**** Extracted text ****
This is what I may be finally internalizing. My time and my energy are among my most valuable resources. They belong to me and I don’t have to give them away to prove my value, especially to a system that has no boundaries. I was doing a lot of work on my time for Job A in addition to trying to do something for myself by taking on Job B. The system will push up against your boundaries to see what it can get from you and do it all under the guise of an altruistic end. But there is no altruistic end if you are significantly damaged by the means. 

Next, my energy is different from a majority of the population. Introversion and sensitivity are not conditions or flaws, they are innate qualities that bring many gifts to the world as well as an energy that is distinctly not boundless and that must be carefully balanced and restored. I’m not suggesting that absolutely everyone is not vulnerable to exhaustion. I know, though, from a lifetime of having to explain and defend my need to pull in, to recover and restore energy after spending it out in the world that everyone doesn’t reach this point as the same rate. I have a pretty specific capacity for activity and interaction and when I spend energy in one place, it has to be replenished before I can spend again. If I work extra here, it’s gotta come out of something else there. Living on energy credit leads to bankruptcy rather quickly.
****
**What to produce**
Reproduce the passage on time and energy word for word, from "Next, my energy" to "bankruptcy rather quickly.".
**** Given records ****
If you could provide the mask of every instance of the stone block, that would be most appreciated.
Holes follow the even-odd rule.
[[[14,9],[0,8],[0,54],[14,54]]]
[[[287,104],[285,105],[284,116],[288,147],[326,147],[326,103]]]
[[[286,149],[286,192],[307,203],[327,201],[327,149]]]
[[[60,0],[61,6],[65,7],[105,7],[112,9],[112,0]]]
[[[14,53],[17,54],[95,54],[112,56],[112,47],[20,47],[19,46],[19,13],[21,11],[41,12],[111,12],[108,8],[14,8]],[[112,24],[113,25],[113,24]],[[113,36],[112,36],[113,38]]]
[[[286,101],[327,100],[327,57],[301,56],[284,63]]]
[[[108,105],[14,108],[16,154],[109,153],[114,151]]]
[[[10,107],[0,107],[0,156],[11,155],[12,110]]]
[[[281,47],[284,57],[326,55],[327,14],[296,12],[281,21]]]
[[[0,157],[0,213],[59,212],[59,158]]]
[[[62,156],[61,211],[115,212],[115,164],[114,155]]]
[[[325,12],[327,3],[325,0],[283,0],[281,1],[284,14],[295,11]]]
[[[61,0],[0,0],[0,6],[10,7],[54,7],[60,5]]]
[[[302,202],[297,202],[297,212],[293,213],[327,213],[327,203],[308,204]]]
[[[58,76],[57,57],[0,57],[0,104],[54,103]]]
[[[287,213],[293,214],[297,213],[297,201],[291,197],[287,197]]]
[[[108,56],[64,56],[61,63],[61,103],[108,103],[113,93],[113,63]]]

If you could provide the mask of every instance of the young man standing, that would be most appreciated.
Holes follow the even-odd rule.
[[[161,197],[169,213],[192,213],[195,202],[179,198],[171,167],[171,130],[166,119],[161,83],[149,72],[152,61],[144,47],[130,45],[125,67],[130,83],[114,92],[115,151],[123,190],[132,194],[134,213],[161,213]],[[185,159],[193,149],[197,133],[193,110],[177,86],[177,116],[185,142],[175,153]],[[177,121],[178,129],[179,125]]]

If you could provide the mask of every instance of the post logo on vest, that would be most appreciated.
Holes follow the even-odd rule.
****
**Answer section**
Next, my energy is different from a majority of the population. Introversion and sensitivity are not conditions or flaws, they are innate qualities that bring many gifts to the world as well as an energy that is distinctly not boundless and that must be carefully balanced and restored. I’m not suggesting that absolutely everyone is not vulnerable to exhaustion. I know, though, from a lifetime of having to explain and defend my need to pull in, to recover and restore energy after spending it out in the world that everyone doesn’t reach this point as the same rate. I have a pretty specific capacity for activity and interaction and when I spend energy in one place, it has to be replenished before I can spend again. If I work extra here, it’s gotta come out of something else there. Living on energy credit leads to bankruptcy rather quickly.